* [ABOUT THIS TASK]
Look through the data below. Show each line where the string "rocky" occurs.
(SUPPLIED ENTRIES Opens)
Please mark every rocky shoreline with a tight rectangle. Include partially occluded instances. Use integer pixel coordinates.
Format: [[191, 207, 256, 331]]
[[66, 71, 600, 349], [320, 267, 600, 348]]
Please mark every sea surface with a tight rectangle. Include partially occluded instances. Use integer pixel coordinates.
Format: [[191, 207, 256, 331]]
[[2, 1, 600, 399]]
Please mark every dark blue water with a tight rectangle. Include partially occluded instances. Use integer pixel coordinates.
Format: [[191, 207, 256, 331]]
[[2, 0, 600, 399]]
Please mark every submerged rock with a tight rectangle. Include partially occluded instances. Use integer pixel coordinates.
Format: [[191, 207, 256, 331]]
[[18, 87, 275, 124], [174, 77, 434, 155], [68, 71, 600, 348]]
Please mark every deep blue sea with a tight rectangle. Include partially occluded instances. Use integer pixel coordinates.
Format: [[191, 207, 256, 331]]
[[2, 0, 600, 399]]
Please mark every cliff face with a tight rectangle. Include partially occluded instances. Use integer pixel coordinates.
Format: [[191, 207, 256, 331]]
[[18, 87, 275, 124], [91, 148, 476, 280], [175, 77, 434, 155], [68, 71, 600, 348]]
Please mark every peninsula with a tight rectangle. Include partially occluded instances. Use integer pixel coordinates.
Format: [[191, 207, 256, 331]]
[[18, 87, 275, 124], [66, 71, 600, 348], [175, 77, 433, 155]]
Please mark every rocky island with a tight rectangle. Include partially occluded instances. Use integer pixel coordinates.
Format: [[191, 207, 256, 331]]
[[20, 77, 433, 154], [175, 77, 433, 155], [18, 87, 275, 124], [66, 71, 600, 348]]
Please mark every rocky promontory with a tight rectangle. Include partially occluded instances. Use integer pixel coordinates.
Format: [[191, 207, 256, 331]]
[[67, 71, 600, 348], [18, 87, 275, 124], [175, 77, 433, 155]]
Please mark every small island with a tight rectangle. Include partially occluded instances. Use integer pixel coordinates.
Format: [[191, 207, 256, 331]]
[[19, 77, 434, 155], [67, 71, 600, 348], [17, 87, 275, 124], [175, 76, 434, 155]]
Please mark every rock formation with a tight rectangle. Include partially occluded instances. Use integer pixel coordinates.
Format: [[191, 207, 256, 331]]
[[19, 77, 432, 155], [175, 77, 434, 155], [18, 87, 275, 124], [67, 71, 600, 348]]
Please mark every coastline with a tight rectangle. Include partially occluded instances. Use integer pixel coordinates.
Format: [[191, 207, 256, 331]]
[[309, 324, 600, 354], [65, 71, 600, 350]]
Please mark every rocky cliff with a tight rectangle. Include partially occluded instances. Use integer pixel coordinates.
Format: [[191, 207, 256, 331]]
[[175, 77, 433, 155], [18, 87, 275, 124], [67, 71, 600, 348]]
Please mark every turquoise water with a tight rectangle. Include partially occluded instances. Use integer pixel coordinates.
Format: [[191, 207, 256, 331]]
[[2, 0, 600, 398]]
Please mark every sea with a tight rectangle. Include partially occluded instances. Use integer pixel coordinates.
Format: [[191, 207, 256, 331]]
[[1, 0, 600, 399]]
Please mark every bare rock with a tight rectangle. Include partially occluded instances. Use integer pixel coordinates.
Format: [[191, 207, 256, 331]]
(SUPPLIED ENTRIES Closes)
* [WRITTEN RESPONSE]
Please mark every rocky shoreline with a tight rectangle. Include partially occluded instances. Use integer pixel coordinates.
Please mark every rocky island with a tight rectangle. Include partially occluded instances. Use integer pixel coordinates.
Please mark every rocky promontory with a tight rectangle. Include partially occluded instances. Use integer pixel coordinates.
Please mark every rocky cliff with a tight rectangle. Include partially occluded instances. Use integer pixel coordinates.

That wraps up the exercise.